◆ **INFORMATION GIVEN**
>> start

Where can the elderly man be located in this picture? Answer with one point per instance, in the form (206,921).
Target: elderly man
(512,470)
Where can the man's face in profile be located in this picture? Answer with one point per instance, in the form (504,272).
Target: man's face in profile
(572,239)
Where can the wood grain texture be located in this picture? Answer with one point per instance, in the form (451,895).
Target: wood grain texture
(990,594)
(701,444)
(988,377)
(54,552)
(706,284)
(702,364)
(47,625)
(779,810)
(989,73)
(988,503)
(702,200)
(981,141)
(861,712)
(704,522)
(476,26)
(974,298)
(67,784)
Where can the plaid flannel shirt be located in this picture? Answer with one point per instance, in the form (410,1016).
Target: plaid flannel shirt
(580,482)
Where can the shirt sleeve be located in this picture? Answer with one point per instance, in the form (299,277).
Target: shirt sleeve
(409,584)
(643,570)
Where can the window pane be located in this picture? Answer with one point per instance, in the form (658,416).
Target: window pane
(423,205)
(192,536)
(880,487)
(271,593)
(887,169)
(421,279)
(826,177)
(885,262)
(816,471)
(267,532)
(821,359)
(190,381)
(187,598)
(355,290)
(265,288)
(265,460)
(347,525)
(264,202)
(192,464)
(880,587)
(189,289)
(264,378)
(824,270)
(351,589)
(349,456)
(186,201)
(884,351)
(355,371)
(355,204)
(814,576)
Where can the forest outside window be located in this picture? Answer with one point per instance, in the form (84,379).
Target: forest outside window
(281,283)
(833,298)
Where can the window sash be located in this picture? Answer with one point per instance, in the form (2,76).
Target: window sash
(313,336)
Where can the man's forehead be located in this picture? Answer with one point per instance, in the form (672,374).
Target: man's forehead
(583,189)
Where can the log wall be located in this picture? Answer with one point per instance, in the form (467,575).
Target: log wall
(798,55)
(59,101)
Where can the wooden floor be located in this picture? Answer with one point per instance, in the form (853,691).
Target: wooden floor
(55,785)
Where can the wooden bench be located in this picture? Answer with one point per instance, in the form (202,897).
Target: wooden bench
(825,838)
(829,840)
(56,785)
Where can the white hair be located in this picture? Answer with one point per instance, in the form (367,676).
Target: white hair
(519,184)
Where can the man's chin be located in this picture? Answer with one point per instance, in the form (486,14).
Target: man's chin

>> end

◆ **AIM OF THE EXERCISE**
Please write out the records again, starting at the line containing "Where can the forest" and ending with the last line of the records, with the requests included. Offset every coordinate in the answers by adding 95, but keep the numbers in the requests and their format samples unchanged.

◆ **ANSWER TO THE PROBLEM**
Where can the forest outside window be located in this picture? Answer with one point per instance, in the form (84,379).
Target: forest outside window
(376,378)
(928,393)
Where can the window sash be located in this picture? Answer with one point per instance, in the form (2,76).
Target: window sash
(408,431)
Where can the man's forehead be located in this picture? Answer with one point per instance, in the form (672,374).
Target: man's forehead
(678,284)
Where can the log wall be located in this picture? Answer with one point per instance, in the form (467,575).
Target: log wall
(893,150)
(154,196)
Where can the wooden floor be located in this picture? Answer with one point per instance, in the form (853,691).
Target: wooden floor
(150,880)
Where can the wooden bench be located in this picture? Answer with one point per instance, in the form (202,897).
Target: wooden bench
(920,933)
(924,935)
(151,880)
Where can the white hair be located in this picture? Answer with one point per instance, in the form (367,676).
Target: white hair
(614,279)
Where can the man's chin be located in this picture? Answer with one point per instance, in the form (486,14).
Target: man's chin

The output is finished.